====== Source text ======

Granger said he was initially drawn to game development by the way it engages myriad senses, from sight and hearing to touch, with players required to physically manipulate their computer mouse to navigate these digital spaces. “There’s a full body sort of enactment happening when you play a game. And to me, it’s similar to how you experience a good set, where you don’t just hear it with your ears, but you feel it in your body, you feel it in your soul,” said Granger, who fleshed out the game’s soundtrack with cuts that range from atmospheric to more hip-shaking, a handful of which arrive courtesy of DJ and fellow Columbus expat Love Higher.
In “Sidechain,” which you can experience by clicking here, players are tasked with guiding the Angel of History into a warehouse party, across the dance floor, and to the DJ booth. Along the way, players confront a diverse cast of characters that include an unhoused veteran and an array of partygoers, each imbued with a layered backstory discernible even in these brief interactions. In developing these three-dimensional characters, Granger said he looked to the Bill Gunn film “Personal Problems,” from 1980, drawn in by the way even the movie’s minor characters appear to have complex identities not restrained to what is shown onscreen.
“You get the sense that all of the people these characters are interacting with, even in passing, have these very full life-worlds,” Granger said. “And I wanted to show some of that fullness. I think for [the game] to feel authentic, the characters you’re encountering throughout this night have to feel like living, breathing folks.”

======

_Exercise set_:
**A.** Does each statement agree with the passage on the game's development? (i) In building its characters, Granger drew on a 1980 Bill Gunn film. (ii) Players must lead the Angel of History out of the warehouse party. (iii) Love Higher supplied the entire soundtrack. For each, answer yes or no and quote the deciding words of the passage.
**B.** Return every line of the listing that contains the string "order". Case counts.

====== Input records ======

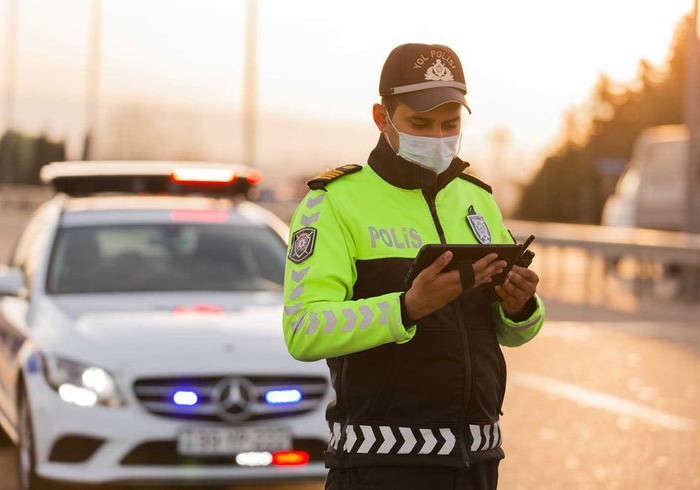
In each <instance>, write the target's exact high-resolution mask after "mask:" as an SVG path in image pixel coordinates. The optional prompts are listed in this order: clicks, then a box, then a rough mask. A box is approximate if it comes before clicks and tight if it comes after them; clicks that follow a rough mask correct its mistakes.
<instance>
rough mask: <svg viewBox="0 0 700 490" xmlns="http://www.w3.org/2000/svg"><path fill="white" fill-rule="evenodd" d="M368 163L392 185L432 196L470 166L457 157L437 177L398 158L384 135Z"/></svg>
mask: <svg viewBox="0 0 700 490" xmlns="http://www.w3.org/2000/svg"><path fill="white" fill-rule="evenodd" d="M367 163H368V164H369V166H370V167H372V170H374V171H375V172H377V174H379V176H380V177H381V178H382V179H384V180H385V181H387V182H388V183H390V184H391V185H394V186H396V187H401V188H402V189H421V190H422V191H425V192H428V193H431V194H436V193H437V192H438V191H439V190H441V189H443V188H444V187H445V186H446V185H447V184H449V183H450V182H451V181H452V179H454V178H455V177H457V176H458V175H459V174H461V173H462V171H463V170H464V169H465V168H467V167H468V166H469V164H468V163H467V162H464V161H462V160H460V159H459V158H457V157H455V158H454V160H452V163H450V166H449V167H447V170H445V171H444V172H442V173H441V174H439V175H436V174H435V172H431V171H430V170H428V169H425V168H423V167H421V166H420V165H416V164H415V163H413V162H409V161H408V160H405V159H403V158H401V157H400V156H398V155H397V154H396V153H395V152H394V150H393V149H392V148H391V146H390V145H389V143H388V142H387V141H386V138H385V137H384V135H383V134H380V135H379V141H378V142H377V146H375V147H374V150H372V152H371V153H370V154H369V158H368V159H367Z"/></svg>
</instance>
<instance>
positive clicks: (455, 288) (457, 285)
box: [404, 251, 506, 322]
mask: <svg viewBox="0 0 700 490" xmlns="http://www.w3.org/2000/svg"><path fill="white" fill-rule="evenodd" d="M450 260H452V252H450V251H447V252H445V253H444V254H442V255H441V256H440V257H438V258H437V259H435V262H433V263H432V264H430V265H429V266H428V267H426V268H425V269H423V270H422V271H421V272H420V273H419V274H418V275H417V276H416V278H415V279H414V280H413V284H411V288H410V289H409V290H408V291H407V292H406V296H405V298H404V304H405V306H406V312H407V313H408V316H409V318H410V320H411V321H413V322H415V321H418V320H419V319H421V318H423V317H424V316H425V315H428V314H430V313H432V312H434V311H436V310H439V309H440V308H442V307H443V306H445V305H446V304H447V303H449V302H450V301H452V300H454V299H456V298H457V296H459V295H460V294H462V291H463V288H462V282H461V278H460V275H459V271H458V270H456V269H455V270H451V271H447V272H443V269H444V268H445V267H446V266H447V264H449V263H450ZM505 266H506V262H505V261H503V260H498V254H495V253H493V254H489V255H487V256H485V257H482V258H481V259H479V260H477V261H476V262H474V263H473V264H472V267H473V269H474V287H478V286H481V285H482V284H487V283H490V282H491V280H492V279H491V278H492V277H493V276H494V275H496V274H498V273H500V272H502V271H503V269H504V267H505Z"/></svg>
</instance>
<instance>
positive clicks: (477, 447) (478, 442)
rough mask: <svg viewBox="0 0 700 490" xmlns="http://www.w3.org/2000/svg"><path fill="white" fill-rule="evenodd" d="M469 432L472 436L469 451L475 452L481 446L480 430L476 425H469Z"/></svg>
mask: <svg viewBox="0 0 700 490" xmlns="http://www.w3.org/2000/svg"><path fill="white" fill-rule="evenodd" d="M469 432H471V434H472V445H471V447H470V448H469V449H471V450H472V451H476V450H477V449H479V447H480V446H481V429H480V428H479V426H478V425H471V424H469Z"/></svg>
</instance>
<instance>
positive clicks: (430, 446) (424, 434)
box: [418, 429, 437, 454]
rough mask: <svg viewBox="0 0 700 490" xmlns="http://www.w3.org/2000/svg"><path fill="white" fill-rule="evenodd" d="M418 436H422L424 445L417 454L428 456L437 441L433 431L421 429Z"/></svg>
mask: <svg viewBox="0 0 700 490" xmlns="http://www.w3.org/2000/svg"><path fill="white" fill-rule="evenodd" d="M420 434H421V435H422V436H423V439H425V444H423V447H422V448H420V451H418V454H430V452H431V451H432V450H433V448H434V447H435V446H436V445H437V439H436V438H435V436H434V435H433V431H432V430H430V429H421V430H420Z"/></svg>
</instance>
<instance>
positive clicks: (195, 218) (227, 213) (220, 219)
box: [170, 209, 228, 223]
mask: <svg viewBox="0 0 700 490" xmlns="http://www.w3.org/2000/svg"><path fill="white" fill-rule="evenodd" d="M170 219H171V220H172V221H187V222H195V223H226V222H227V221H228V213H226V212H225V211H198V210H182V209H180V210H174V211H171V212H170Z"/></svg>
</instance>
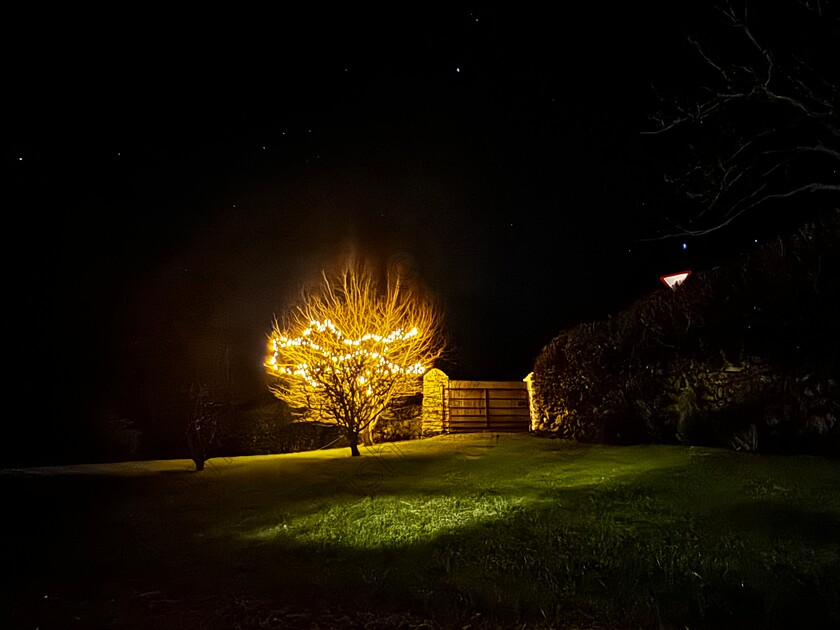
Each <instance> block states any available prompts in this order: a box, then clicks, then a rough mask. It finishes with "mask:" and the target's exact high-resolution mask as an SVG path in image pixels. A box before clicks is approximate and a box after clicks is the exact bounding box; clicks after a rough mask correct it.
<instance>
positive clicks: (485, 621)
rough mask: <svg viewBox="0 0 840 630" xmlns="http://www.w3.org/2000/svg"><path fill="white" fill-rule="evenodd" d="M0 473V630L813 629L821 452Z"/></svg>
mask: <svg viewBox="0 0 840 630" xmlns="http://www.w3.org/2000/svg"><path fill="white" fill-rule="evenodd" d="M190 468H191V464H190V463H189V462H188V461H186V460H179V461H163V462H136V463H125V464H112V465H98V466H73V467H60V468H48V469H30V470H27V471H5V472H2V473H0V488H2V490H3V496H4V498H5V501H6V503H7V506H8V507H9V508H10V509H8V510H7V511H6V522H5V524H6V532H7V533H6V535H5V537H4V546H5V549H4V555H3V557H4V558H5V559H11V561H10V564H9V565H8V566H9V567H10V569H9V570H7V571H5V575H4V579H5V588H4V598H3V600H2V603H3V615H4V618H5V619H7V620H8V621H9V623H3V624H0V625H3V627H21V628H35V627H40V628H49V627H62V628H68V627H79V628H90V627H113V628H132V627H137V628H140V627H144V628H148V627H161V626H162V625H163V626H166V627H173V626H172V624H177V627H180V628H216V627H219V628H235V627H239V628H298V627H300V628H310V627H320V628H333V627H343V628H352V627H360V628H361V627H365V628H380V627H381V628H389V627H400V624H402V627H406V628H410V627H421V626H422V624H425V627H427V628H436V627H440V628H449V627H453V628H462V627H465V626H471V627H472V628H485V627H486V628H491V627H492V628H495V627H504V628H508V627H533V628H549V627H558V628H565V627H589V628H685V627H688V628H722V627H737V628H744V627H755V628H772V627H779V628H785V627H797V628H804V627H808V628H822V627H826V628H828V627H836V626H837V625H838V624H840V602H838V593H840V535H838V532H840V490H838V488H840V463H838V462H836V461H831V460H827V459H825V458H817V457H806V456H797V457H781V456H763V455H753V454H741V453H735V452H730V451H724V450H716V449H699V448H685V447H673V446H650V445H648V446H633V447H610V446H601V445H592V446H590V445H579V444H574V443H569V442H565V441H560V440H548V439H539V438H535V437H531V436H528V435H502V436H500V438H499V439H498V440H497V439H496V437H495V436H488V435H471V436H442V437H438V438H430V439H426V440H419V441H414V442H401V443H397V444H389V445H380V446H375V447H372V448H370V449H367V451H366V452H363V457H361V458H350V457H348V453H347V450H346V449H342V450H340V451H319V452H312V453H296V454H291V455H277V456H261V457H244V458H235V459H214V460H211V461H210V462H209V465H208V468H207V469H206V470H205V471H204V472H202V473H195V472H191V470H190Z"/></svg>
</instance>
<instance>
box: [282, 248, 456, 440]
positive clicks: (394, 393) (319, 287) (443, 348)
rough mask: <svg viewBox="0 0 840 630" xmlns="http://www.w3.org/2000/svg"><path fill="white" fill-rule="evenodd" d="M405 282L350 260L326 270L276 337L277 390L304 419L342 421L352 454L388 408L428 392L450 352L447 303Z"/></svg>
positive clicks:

======

_Task results_:
**A.**
(i) Yes: "Granger said he looked to the Bill Gunn film “Personal Problems,” from 1980"
(ii) No: "guiding the Angel of History into a warehouse party, across the dance floor, and to the DJ booth"
(iii) No: "a handful of which arrive courtesy of DJ and fellow Columbus expat Love Higher"

**B.**
In each <instance>, write the target's exact high-resolution mask after "mask:" as an SVG path in image pixel coordinates. The optional prompts are listed in this order: clicks, then a box, then a rough mask. A box is approximate if it comes before clicks and tight if it comes after them; clicks that follow a rough mask correct its mistakes.
Each <instance> block states any available prompts in this order: a box, then clicks, then a rough mask. It finishes with "mask:" and the target's exact high-resolution mask as an SVG path in image pixels. A box before clicks is approximate and a box after clicks is the exact bounding box; clicks after a rough mask correct it.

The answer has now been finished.